Given entries

_____

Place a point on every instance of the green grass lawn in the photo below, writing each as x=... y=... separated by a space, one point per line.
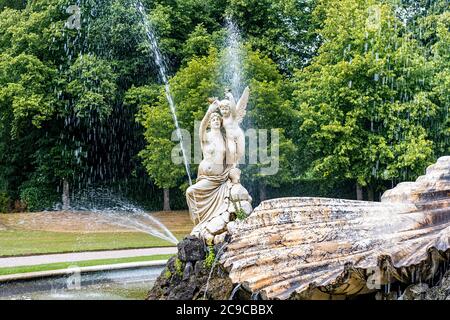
x=89 y=263
x=25 y=242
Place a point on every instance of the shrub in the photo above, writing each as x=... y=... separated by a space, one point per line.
x=210 y=258
x=4 y=202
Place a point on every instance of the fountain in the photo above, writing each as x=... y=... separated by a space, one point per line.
x=160 y=63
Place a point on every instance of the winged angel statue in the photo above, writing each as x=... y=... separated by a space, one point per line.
x=223 y=145
x=233 y=114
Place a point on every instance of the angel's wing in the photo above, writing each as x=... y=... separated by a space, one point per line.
x=241 y=107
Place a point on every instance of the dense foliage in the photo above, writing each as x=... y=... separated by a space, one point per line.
x=358 y=88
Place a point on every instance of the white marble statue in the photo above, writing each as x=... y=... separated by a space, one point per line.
x=233 y=114
x=222 y=147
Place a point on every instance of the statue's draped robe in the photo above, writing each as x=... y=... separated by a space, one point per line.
x=207 y=196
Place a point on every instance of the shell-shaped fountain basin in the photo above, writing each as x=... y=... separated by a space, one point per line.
x=313 y=248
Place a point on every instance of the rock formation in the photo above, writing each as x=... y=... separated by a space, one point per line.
x=318 y=248
x=322 y=248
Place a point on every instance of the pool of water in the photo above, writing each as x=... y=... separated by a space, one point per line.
x=128 y=284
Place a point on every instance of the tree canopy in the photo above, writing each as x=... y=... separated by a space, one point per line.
x=359 y=90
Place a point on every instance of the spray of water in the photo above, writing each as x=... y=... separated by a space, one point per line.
x=232 y=60
x=160 y=63
x=120 y=212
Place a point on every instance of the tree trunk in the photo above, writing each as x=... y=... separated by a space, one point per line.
x=262 y=192
x=359 y=194
x=166 y=200
x=66 y=195
x=370 y=194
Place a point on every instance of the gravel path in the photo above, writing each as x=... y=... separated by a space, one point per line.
x=82 y=256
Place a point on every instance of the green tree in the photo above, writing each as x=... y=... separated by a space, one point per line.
x=191 y=87
x=282 y=29
x=360 y=101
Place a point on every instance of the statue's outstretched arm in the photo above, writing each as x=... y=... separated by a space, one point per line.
x=205 y=122
x=230 y=97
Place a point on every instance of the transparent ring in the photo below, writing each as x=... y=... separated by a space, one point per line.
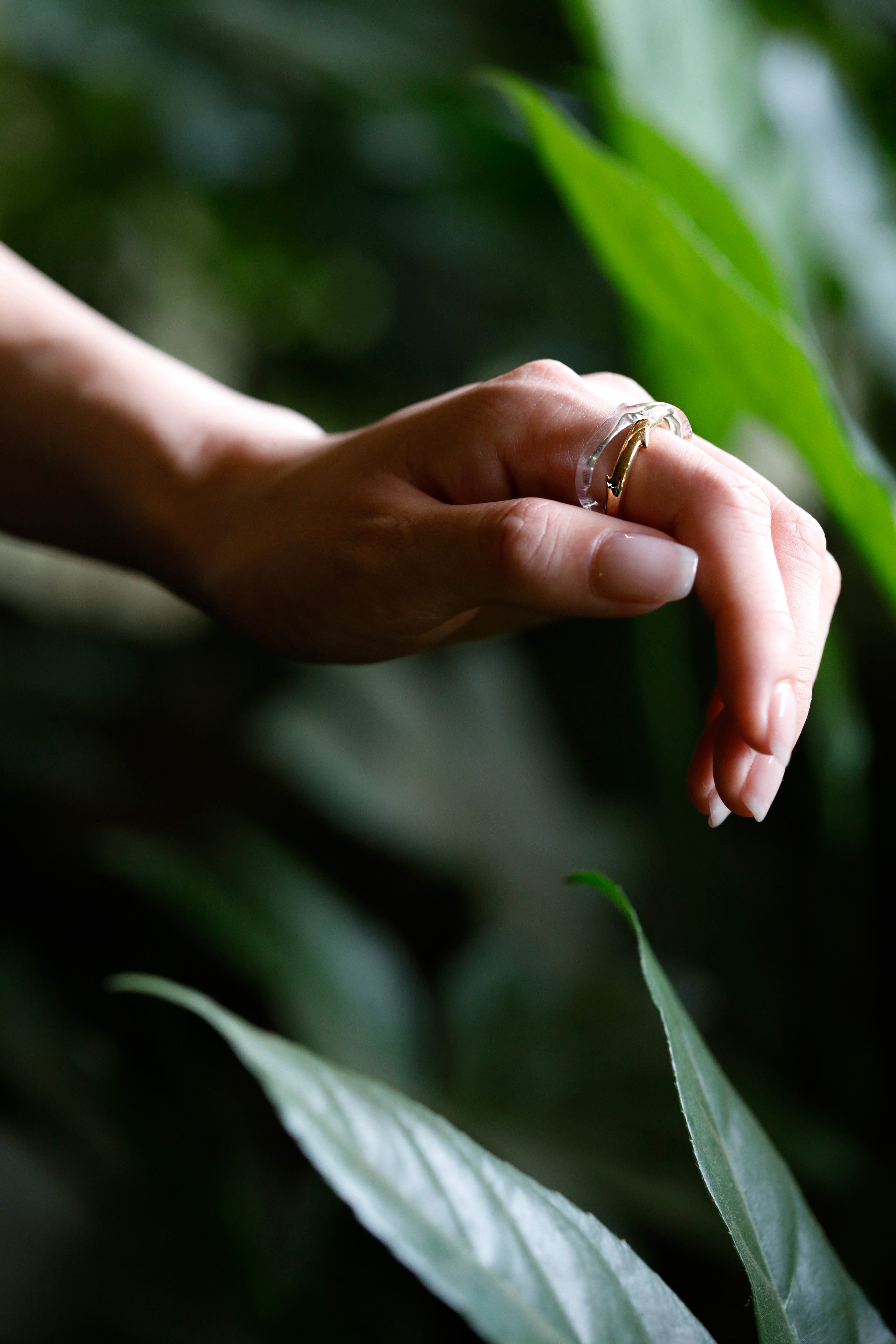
x=598 y=463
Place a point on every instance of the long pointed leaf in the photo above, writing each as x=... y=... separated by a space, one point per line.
x=522 y=1264
x=700 y=304
x=802 y=1295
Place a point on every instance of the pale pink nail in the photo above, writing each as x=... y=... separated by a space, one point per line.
x=782 y=722
x=762 y=786
x=635 y=568
x=718 y=811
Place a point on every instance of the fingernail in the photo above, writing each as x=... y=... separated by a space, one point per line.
x=630 y=568
x=782 y=722
x=762 y=786
x=718 y=811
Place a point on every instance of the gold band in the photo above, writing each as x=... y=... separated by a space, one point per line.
x=637 y=437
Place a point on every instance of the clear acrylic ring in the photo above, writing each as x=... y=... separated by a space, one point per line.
x=598 y=460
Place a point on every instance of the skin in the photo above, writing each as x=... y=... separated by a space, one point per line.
x=449 y=521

_____

Task details
Print every one of the records above again word for word, leaving the pictures out.

Result
Place a point on every instance of the green grass lawn in the photo below, writing each as x=... y=... separated by a space, one point per line.
x=89 y=263
x=25 y=242
Place a point on every instance of the shrub in the photo above, writing each as x=... y=... separated by a space, one point per line.
x=210 y=258
x=4 y=202
Place a point on every instance of the fountain in the photo above, writing each as x=... y=... separated by a space, one point per line.
x=160 y=63
Place a point on every instance of the winged angel statue in the photo above, writing each as x=... y=... separated by a space, one point per line.
x=223 y=145
x=233 y=114
Place a point on every instance of the angel's wing in the photo above, writing each as x=... y=... separated by a space, one point per line.
x=241 y=107
Place a point on every instance of the dense foliage in the photo above, writing each as x=... y=... separated by a space, one point per line.
x=358 y=88
Place a point on every instance of the white marble statue in the photo above, writing each as x=... y=... separated by a space, one point per line.
x=233 y=114
x=222 y=147
Place a point on every instance of the statue's draped robe in the photo above, writing each as x=... y=... separated by a space, one point per line.
x=207 y=196
Place a point on every instance of the shell-shaped fountain basin in the photo above, writing each as x=... y=... separated by a space, one point per line.
x=313 y=248
Place a point on every instance of the rock formation in the photo above, writing each as x=... y=... separated by a space, one point per line.
x=318 y=248
x=322 y=248
Place a point on every instance of the pool of water in the photo above, writing each as x=... y=... separated by a space, one point per line.
x=128 y=284
Place a point on every instance of the tree canopy in the photo above, writing each as x=... y=... separated by a space, one point per line.
x=359 y=90
Place a point on every instance of the spray of water in the photo above, writing each as x=... y=... separated by a space, one point per line.
x=232 y=60
x=160 y=63
x=120 y=212
Place a point on every instance of the tree trunk in the photo above, writing each as x=... y=... separated by a space, one point per line.
x=262 y=192
x=359 y=194
x=166 y=200
x=66 y=195
x=370 y=194
Place a point on every instance of the gravel path in the photo above, writing each as x=... y=... separated by a space, one point per line.
x=82 y=256
Place a point on every instance of the green tree in the photo above, writing each as x=... y=... separated by a space, one point per line.
x=191 y=87
x=282 y=29
x=360 y=101
Place a point on every instance of the statue's outstretched arm in the photo above, writing each as x=... y=... separated by a space, one point per line.
x=205 y=122
x=230 y=97
Place a point on every instance of the transparent ring in the photo below, writing each as x=... y=... separated by a space, one point per line.
x=598 y=463
Place a point on every instance of the long pointed leaf in the photo above, writing each as x=... y=... separated by a space, one point per line.
x=522 y=1264
x=700 y=304
x=802 y=1295
Place a point on every instance of the pale pink nail in the photo above, writing each as x=... y=... separated by a space, one point per line.
x=782 y=722
x=762 y=786
x=635 y=568
x=718 y=811
Place a point on every instance of the fingernail in the photo above, writing each as x=... y=... separated by a space, one point per line.
x=630 y=568
x=782 y=722
x=762 y=786
x=718 y=811
Place a point on every instance of the gold band in the photo above, writing each as x=... y=... separated by a space, one point per line.
x=637 y=437
Place a point on every instance of the clear acrylic ring in the photo above, writing each as x=... y=... separated by a space, one point per line.
x=598 y=460
Place a point on every instance of the skin in the photo above, writing each as x=... y=... separated by a space, one point per line.
x=449 y=521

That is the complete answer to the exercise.